## Set exercise
Could you retype the lines below exactly as they appear, leaving the picture out of your answer?

## Data

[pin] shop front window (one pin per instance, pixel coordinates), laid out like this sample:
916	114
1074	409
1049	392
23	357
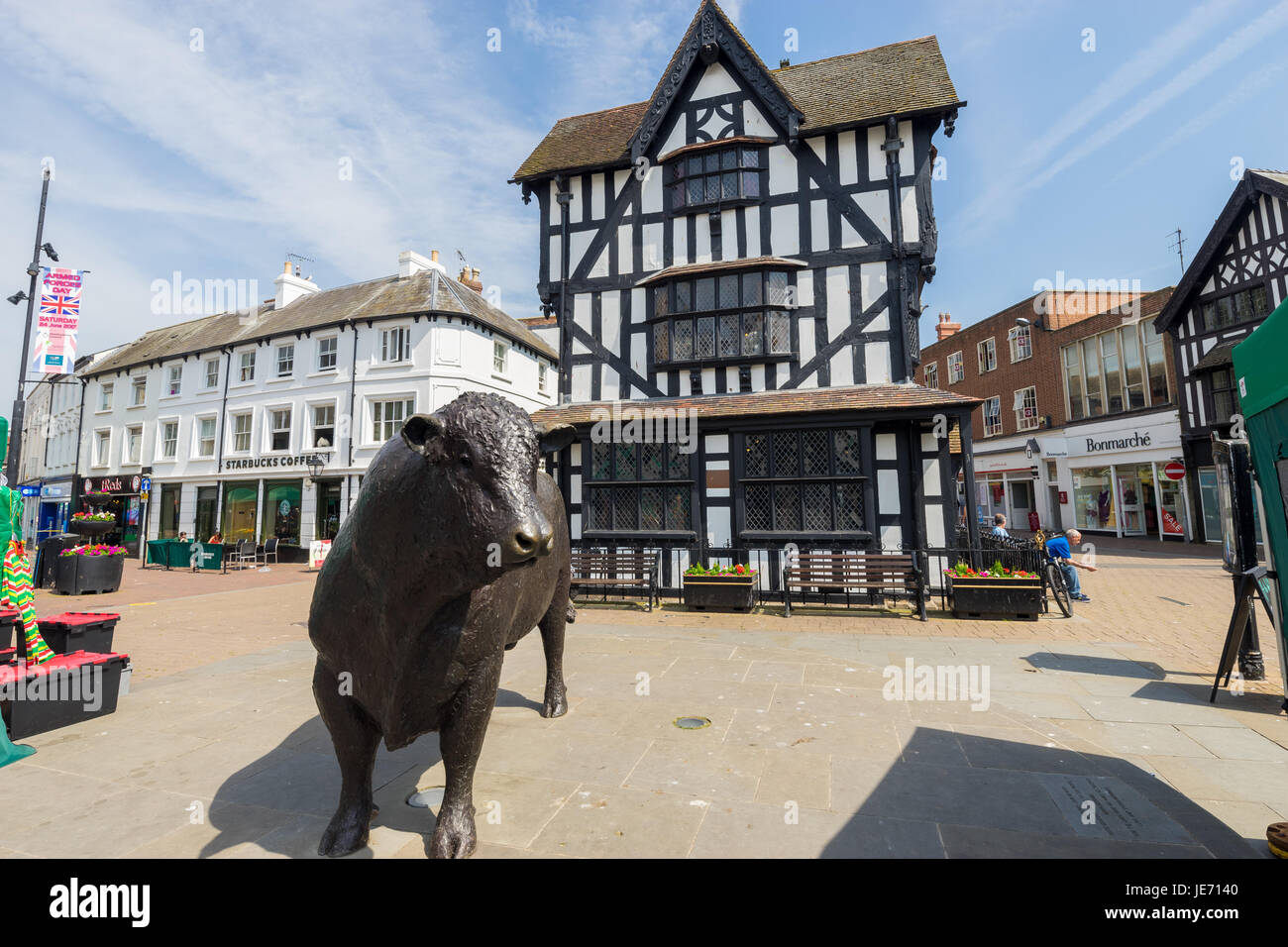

## Reply to the task
[pin] shop front window (one pin per instance, pixel coordinates), laid out like this sample:
916	114
1074	409
1049	392
23	357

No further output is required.